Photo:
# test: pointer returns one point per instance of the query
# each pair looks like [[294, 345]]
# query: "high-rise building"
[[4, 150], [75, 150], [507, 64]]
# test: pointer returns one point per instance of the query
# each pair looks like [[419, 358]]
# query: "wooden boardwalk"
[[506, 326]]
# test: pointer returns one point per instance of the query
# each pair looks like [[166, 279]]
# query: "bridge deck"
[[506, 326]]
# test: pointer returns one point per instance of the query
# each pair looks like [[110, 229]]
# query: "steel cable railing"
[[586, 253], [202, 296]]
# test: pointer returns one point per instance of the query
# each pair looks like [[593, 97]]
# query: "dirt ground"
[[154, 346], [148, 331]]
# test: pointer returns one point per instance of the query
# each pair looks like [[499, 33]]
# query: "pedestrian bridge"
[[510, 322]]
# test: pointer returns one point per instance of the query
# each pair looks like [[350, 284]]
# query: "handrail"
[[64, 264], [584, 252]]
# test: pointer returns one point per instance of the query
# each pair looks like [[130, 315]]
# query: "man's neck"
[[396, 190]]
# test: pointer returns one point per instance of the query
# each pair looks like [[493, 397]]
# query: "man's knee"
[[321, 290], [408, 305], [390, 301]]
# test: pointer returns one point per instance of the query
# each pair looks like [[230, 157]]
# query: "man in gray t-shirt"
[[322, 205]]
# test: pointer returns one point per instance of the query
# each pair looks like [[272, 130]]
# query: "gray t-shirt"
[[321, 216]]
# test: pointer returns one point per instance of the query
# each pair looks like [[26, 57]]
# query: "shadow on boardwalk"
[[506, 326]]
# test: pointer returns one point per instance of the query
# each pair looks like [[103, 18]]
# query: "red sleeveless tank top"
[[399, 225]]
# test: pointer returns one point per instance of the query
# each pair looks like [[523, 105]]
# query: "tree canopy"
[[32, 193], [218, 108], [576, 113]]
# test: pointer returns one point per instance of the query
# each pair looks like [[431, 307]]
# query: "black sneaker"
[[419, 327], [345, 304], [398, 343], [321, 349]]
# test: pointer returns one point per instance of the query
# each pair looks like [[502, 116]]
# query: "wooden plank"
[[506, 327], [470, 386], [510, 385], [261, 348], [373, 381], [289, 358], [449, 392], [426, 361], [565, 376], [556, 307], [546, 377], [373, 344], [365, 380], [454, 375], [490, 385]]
○ ○ ○ ○ ○ ○ ○
**AIM:** Repeat the data precisely, line by line.

**THE SOLUTION:**
Photo:
# test: pointer returns one point per instance of the query
# each pair looks like [[294, 345]]
# query: "high-rise building"
[[4, 150], [75, 150], [507, 64]]
# test: pointer returns one point per instance of the query
# each pair looks like [[419, 358]]
# query: "wooden boardwalk"
[[506, 326]]
# test: pointer returns one point per instance of the query
# each pair looks like [[166, 279]]
# query: "bridge deck"
[[506, 326]]
# test: pointer returns one point per instance of the query
# each pair looks like [[110, 229]]
# query: "steel cable railing"
[[586, 253], [202, 296]]
# test: pointer returns one point per instance of the query
# each pair looks like [[593, 97]]
# query: "dirt ground"
[[154, 346], [148, 331]]
# test: pointer returns one point per instance of the query
# each pair looks like [[499, 33]]
# query: "pedestrian bridge"
[[510, 322]]
# test: pointer returns one point per instance of the query
# each pair looks like [[350, 284]]
# query: "handrail"
[[64, 264], [584, 252]]
# test: pointer returns one point per instance of the query
# each pair looks like [[130, 315]]
# query: "man's neck"
[[396, 190]]
# test: pointer returns one point per instance of the query
# each pair looks like [[493, 397]]
# query: "man's knee"
[[321, 290], [408, 305], [390, 301]]
# test: pointer returns one point per instance of the query
# each pair looks like [[230, 157]]
# query: "man in gray t-shirt"
[[322, 205]]
# test: pointer returns one point per instance of the query
# each pair looks like [[272, 130]]
# query: "gray t-shirt"
[[321, 216]]
# test: pointer returns one point per instance of the query
# each pair looks like [[26, 57]]
# query: "shadow on boardwalk"
[[506, 326]]
# test: pointer returns one point per instance of the query
# each pair looks like [[103, 18]]
# query: "red sleeveless tank top"
[[399, 225]]
# test: pointer returns one point per instance of the query
# each pair looks like [[523, 105]]
# query: "tree canopy"
[[32, 193], [218, 108], [576, 113]]
# test: pointer returns one point per instance of the query
# each pair looks like [[431, 307]]
# query: "black sneaker"
[[419, 327], [345, 304], [398, 343], [321, 349]]
# test: pointer returns one point per instance of the query
# each pair looks like [[502, 116]]
# query: "wooden plank"
[[506, 327], [470, 386], [510, 385], [261, 348], [373, 381], [289, 358], [449, 392], [426, 361], [565, 376], [556, 307], [546, 377], [373, 344], [365, 380], [454, 375], [490, 385]]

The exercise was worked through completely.